* **WHAT YOU SHOULD DO**
The answer should be each line of the records that contains the word "goose"; please copy them all.

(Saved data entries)

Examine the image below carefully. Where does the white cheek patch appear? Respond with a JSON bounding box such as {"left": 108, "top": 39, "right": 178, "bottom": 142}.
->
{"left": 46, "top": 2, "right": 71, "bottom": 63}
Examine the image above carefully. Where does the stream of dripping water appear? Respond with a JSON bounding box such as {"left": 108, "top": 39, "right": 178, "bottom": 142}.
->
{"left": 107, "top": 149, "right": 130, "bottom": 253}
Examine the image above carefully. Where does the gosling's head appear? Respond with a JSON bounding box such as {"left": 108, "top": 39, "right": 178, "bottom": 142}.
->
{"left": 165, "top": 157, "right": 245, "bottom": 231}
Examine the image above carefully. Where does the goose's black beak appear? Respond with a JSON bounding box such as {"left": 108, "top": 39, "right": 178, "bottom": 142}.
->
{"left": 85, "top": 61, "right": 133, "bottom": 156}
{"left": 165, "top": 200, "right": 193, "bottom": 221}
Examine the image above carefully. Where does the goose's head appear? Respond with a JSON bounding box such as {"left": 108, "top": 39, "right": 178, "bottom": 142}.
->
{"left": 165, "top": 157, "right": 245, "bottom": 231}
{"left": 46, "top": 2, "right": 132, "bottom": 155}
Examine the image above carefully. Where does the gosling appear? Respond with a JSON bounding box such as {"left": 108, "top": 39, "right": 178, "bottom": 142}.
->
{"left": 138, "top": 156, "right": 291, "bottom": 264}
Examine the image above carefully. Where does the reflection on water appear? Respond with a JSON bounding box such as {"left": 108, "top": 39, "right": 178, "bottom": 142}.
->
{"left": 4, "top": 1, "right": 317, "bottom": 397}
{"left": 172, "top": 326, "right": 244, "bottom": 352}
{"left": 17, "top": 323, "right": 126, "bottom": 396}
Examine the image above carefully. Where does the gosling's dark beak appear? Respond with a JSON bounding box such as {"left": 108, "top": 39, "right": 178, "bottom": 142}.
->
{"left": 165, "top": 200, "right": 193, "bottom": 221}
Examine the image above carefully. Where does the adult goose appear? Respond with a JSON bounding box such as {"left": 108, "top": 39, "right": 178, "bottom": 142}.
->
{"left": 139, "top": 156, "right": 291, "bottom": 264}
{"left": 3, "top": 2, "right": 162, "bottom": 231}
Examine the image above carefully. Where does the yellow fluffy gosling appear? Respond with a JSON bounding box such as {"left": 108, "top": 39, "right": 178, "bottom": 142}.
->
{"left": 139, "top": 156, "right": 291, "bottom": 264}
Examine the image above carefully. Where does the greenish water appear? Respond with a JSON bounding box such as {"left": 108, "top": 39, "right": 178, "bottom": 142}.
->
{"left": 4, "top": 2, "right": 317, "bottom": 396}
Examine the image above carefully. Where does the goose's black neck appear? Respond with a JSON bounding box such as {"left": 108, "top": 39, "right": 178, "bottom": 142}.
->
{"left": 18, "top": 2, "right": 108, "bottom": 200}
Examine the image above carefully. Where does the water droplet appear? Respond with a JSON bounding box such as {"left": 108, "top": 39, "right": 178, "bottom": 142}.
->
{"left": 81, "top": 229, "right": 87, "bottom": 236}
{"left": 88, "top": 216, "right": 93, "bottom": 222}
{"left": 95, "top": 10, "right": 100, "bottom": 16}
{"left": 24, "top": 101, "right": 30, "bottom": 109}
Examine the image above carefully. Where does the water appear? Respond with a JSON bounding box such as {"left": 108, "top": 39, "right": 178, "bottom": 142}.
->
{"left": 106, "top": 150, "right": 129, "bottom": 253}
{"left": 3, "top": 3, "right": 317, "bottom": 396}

* **SOLUTION**
Examine the image above carefully. Where does the goose's black beak appear? Respond with a JSON bounding box such as {"left": 108, "top": 39, "right": 178, "bottom": 142}.
Examine the image above carefully. Where does the goose's head appear? Respond with a JSON bounding box such as {"left": 108, "top": 39, "right": 178, "bottom": 142}.
Examine the image above carefully. Where does the adult goose appear? Respond with a JSON bounding box such as {"left": 108, "top": 39, "right": 178, "bottom": 142}.
Examine the image above carefully. Where does the goose's black neck appear? Respond with a JSON bounding box such as {"left": 108, "top": 39, "right": 178, "bottom": 142}.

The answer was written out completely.